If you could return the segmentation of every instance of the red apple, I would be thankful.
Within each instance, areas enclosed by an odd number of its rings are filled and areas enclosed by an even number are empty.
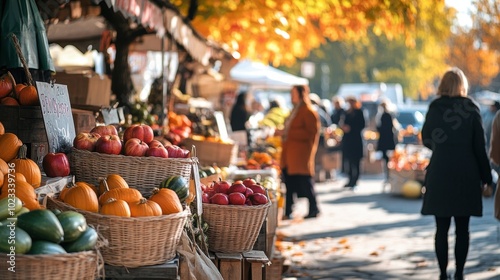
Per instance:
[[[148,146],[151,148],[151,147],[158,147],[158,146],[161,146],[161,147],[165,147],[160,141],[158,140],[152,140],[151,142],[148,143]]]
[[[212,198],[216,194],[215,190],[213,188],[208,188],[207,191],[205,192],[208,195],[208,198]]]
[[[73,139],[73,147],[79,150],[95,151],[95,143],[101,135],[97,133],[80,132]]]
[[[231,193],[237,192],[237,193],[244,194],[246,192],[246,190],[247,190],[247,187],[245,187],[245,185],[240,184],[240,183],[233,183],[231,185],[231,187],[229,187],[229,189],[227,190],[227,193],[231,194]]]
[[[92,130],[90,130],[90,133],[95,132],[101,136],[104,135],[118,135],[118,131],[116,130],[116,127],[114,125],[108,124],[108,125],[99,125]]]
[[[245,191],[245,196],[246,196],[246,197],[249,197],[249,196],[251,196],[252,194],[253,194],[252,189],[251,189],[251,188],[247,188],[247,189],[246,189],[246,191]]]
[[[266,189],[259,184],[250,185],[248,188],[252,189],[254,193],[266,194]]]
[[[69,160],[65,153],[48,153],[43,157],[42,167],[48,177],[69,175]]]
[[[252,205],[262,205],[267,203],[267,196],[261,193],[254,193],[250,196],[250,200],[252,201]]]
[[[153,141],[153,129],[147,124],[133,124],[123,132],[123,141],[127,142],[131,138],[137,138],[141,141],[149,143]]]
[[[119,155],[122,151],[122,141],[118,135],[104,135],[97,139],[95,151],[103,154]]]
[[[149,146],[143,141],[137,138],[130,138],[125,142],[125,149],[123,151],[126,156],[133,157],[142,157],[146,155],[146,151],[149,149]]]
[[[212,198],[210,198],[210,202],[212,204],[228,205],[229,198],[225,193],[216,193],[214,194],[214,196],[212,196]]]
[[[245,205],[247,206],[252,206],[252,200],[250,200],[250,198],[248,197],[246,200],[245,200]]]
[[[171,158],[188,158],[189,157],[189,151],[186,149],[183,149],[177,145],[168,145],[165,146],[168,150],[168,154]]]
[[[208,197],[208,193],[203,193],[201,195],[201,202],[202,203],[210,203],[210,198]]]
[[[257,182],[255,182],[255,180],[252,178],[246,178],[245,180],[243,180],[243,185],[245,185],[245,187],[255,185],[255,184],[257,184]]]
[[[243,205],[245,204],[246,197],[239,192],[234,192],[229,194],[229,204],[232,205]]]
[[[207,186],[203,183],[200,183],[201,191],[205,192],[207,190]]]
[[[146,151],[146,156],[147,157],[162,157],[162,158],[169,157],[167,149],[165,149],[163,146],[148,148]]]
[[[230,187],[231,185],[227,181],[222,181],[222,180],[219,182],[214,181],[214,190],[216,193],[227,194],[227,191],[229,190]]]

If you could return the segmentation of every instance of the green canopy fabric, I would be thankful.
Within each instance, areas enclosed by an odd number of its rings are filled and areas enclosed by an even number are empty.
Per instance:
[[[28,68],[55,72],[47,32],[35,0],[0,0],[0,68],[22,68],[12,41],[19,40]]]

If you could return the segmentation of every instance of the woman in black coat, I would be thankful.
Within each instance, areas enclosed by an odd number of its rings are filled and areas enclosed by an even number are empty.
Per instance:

══════════════════════════════

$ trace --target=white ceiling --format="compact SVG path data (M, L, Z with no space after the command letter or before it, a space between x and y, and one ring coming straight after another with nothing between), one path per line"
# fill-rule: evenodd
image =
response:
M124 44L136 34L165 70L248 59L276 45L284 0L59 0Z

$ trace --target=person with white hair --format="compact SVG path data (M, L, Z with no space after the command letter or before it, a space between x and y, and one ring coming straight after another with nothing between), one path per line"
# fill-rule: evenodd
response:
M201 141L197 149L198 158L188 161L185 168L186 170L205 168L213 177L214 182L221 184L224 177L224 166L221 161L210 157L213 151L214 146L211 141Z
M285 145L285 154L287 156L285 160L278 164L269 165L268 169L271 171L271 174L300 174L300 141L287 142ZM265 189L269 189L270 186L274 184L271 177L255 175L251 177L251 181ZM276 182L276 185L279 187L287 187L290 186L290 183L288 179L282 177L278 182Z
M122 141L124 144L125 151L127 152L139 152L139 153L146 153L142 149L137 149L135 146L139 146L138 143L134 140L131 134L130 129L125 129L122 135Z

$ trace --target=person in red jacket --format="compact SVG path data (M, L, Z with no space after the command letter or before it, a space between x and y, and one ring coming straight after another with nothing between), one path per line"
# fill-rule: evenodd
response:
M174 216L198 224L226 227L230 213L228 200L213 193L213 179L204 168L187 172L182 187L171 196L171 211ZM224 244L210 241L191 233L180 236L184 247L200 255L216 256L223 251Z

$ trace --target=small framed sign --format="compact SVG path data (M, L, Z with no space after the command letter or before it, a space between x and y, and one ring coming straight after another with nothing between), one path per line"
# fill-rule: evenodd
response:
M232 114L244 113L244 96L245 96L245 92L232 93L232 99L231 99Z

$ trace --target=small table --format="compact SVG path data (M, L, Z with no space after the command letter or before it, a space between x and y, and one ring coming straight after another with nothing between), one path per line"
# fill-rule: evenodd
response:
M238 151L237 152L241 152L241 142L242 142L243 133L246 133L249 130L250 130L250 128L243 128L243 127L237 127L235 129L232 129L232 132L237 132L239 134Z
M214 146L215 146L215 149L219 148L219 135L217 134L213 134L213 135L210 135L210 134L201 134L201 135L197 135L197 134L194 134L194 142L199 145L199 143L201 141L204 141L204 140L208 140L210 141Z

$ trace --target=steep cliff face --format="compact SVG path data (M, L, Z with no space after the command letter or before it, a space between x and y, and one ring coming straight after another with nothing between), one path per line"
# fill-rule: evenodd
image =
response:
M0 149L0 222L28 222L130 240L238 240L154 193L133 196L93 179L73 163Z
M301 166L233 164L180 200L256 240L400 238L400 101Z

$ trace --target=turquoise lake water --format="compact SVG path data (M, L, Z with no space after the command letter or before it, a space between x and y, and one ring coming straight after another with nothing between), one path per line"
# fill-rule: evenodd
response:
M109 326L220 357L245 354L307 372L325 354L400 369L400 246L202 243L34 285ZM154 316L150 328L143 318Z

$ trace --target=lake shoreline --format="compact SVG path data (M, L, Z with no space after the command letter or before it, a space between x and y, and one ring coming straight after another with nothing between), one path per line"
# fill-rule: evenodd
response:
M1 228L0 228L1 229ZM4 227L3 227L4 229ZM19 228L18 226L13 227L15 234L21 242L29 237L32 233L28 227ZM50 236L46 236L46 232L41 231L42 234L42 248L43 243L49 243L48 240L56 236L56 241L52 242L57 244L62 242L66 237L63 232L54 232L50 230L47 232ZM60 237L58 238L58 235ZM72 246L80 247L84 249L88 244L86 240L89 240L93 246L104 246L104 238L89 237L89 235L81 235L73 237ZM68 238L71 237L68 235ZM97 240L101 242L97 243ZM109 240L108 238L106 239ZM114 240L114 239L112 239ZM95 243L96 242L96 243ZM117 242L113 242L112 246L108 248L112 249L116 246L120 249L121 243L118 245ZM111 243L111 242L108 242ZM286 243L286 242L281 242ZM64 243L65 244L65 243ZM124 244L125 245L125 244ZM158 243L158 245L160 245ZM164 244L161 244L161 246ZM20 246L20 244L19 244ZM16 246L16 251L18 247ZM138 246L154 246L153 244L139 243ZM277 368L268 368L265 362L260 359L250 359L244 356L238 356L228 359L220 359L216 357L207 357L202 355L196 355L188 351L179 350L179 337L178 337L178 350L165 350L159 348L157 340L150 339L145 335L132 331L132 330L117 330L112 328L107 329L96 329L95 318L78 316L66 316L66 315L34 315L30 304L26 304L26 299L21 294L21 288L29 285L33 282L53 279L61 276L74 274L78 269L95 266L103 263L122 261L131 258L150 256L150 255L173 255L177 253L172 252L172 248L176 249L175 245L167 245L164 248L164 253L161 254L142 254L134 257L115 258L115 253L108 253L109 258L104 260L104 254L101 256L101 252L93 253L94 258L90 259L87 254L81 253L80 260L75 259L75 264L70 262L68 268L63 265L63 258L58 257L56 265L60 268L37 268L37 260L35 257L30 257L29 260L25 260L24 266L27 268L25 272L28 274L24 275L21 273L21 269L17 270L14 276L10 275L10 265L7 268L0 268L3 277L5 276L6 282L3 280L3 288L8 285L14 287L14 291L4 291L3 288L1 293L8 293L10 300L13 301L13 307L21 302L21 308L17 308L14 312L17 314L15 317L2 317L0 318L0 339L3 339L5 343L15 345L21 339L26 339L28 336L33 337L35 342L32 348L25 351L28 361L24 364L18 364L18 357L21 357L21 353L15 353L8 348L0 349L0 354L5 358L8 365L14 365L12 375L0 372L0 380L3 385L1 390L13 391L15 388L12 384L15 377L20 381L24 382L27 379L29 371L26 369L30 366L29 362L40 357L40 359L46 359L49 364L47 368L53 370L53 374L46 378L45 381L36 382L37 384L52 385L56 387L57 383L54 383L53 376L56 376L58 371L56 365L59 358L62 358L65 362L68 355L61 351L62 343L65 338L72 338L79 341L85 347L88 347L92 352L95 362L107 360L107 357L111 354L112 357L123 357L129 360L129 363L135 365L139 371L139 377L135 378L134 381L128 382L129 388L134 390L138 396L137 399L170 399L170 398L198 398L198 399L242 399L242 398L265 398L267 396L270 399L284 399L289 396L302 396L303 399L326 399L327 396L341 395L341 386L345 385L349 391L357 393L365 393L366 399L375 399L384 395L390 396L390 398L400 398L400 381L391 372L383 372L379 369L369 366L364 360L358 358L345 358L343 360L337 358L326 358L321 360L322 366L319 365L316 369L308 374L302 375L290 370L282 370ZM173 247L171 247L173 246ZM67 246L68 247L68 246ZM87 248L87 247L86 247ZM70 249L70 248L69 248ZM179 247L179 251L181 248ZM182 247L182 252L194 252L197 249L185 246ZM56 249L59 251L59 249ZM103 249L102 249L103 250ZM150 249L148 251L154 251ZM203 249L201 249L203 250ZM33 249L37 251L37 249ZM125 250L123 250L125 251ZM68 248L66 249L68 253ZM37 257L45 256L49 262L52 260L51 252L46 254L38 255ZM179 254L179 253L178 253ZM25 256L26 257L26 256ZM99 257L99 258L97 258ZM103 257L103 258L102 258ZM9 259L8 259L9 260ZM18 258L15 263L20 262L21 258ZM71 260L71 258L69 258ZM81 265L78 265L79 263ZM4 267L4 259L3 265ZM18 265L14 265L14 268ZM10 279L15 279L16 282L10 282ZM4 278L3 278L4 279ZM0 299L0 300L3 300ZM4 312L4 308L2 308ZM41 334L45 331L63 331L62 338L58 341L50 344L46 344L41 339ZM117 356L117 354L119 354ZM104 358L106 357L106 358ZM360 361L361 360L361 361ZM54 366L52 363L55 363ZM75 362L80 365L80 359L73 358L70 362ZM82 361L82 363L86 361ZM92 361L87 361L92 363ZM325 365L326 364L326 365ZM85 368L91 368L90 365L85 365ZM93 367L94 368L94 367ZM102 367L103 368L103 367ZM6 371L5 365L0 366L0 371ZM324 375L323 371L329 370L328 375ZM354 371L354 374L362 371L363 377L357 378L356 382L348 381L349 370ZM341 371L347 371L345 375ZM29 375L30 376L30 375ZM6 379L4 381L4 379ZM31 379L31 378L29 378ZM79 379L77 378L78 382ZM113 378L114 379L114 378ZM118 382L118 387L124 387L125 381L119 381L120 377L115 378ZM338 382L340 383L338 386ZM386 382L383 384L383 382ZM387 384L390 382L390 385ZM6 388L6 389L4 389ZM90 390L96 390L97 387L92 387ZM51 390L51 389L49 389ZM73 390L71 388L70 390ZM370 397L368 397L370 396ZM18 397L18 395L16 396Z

══════════════════════════════

**WORK ITEM**
Lines containing the word "straight" in the entries above should be counted, and only that number given.

**RESPONSE AREA**
8